-- START OF Data --
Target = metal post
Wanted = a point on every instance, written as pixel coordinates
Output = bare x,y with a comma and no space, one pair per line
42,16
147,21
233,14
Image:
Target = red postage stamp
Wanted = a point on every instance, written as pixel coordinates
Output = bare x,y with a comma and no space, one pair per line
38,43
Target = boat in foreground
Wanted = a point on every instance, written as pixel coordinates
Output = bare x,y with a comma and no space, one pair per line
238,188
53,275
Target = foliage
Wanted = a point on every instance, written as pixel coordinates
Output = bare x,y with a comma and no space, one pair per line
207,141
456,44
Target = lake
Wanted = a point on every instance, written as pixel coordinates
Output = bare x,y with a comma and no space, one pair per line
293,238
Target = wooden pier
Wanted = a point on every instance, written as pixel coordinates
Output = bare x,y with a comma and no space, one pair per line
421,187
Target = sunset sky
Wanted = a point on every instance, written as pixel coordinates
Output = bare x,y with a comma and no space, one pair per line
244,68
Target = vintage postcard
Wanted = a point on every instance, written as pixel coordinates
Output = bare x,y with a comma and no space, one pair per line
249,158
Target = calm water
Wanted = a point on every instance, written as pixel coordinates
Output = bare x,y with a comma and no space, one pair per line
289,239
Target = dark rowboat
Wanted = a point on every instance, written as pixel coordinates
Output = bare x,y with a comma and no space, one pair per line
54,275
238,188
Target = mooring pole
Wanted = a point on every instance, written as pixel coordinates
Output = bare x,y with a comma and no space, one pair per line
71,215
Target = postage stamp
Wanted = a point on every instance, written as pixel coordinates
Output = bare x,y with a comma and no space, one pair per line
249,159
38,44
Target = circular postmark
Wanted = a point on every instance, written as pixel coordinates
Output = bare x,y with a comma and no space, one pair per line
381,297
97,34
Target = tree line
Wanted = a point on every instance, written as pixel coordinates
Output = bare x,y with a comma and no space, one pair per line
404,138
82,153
-- END OF Data --
**Work required:** Please set out every line of the material above as a Markdown table with the columns Row and Line, numbering each row and skipping blank lines.

**Output for this task:**
| Row | Line |
|---|---|
| 1 | Target = metal post |
| 2 | Wanted = a point on every instance, written as pixel coordinates |
| 3 | Output = bare x,y with a comma and no space, one pair per line |
| 4 | 42,16 |
| 5 | 147,21 |
| 6 | 233,14 |
| 7 | Image: |
| 8 | Target = red postage stamp |
| 9 | Wanted = a point on every instance, written as pixel coordinates |
| 10 | Output = bare x,y with a comma and no space, one pair per line |
| 11 | 38,43 |
| 12 | Target = boat in foreground |
| 13 | Wanted = a point on every instance, written as pixel coordinates |
| 14 | Output = bare x,y with a comma and no space, one pair per line |
| 15 | 238,188 |
| 16 | 53,275 |
| 17 | Target = foliage |
| 18 | Wanted = a point on every instance, written as pixel coordinates |
| 19 | Output = bare x,y with a comma and no space, one pair per line |
| 20 | 207,141 |
| 21 | 456,44 |
| 22 | Target = lake |
| 23 | Wanted = a point on every instance, written as pixel coordinates |
| 24 | Output = bare x,y with a comma and no space, one pair per line |
| 25 | 293,238 |
| 26 | Target = wooden pier |
| 27 | Wanted = a point on every instance, written as pixel coordinates |
| 28 | Output = bare x,y with a comma and no space, one pair per line |
| 29 | 421,187 |
| 30 | Target = sunset sky |
| 31 | Wanted = a point on every instance, written as pixel coordinates |
| 32 | Output = bare x,y with a comma and no space, one pair per line |
| 33 | 244,68 |
| 34 | Target = vintage postcard |
| 35 | Wanted = a point on every instance, written as pixel coordinates |
| 36 | Output = bare x,y with a comma and no space, one pair per line |
| 37 | 249,158 |
| 38 | Target = calm water |
| 39 | Wanted = a point on every instance, written as pixel coordinates |
| 40 | Output = bare x,y with a comma and no space, one pair per line |
| 41 | 289,239 |
| 42 | Target = dark rowboat |
| 43 | Wanted = a point on every instance, written as pixel coordinates |
| 44 | Output = bare x,y with a comma and no space, one pair per line |
| 45 | 54,275 |
| 46 | 238,188 |
| 47 | Target = mooring pole |
| 48 | Wanted = a point on every instance, written as pixel coordinates |
| 49 | Output = bare x,y with a comma and no space, one pair per line |
| 50 | 71,215 |
| 51 | Target = postage stamp |
| 52 | Wanted = a point on every instance, written as pixel coordinates |
| 53 | Output = bare x,y with a comma and no space, one pair per line |
| 54 | 249,159 |
| 55 | 38,44 |
| 56 | Target = circular postmark |
| 57 | Wanted = a point on every instance, written as pixel coordinates |
| 58 | Output = bare x,y with a comma and no space, one pair per line |
| 59 | 381,297 |
| 60 | 97,34 |
| 61 | Target = tree line |
| 62 | Wanted = a point on every instance, written as pixel coordinates |
| 63 | Output = bare x,y with a comma and no space, one pair per line |
| 64 | 404,138 |
| 65 | 82,153 |